Re: Overcomittable memory

From: James Sutherland (jas88@cam.ac.uk)
Date: Tue Mar 21 2000 - 07:07:50 EST


On Tue, 21 Mar 2000 11:38:20 +0000, you wrote:
>James Sutherland wrote:
>> >Blindingly simple example app:
>> >
>> >1) syscall - sys_overcommit(off) == this process will not overcommit
>>
>> No, that's NOT what that syscall does (despite the name...)
>>
>> In fact, setting it >0 simply disables ALL sanity checking on malloc.
>> You want 2Gb on a 4Mb 386, malloc() succeeds. A fairly specialist
>> setting, really.
>
>You seem to be misunderstanding what I mean. sys_overcommit(off) here is
>an imaginary syscall which disables overcommit completely on a
>per-process basis.

Right... What (fixed) size do you set the stack to?

>> >2) Allocate 512MB of memory with brk(). May fail if this can't be 100%
>> >guaranteed. No problem, the user just ran it all of a second ago.
>>
>> This does NOT depend on (and indeed is not affected by) overcommit,
>> provided you touch the memory.
>
>See above.

So? If you touch the memory, overcommit doesn't come into play.

>> >3) mmap() a result file, say 1GB size. Map flags are MAP_SHARED,
>> >PROT_WRITE. May fail if the kernel cannot allocate structures. Ditto, no
>> >problem.

▶ WHAT TO WORK ON
(1) Answer these questions about the overcommit thread:
(a) On what date and at what time was the reply sent?
(b) According to the reply, what does setting the real overcommit syscall above 0 do?
(c) Which map flags does the example app use when it maps the result file?
(2) Reproduce the part of the overcommit thread starting with "Date: Tue Mar" and going on through "checking on malloc.".
(3) Summarize the overcommit thread in two sentences.

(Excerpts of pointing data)

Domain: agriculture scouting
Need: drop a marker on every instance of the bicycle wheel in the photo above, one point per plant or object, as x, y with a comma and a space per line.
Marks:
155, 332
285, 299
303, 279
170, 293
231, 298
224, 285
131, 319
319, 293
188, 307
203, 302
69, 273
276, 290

▶ EXPECTED ANSWERS
(1)
(a) Tuesday, March 21, 2000, at 07:07:50 EST
(b) It disables all sanity checking on malloc.
(c) MAP_SHARED, PROT_WRITE

(2)
Date: Tue Mar 21 2000 - 07:07:50 EST


On Tue, 21 Mar 2000 11:38:20 +0000, you wrote:
>James Sutherland wrote:
>> >Blindingly simple example app:
>> >
>> >1) syscall - sys_overcommit(off) == this process will not overcommit
>>
>> No, that's NOT what that syscall does (despite the name...)
>>
>> In fact, setting it >0 simply disables ALL sanity checking on malloc.

(3) James Sutherland says the real overcommit syscall, despite its name, disables all sanity checking on malloc when set above 0, and the other writer replies that the sys_overcommit(off) in the example is an imaginary syscall that turns off overcommit for a single process. Sutherland also argues that allocating memory with brk() does not depend on overcommit if the memory is touched.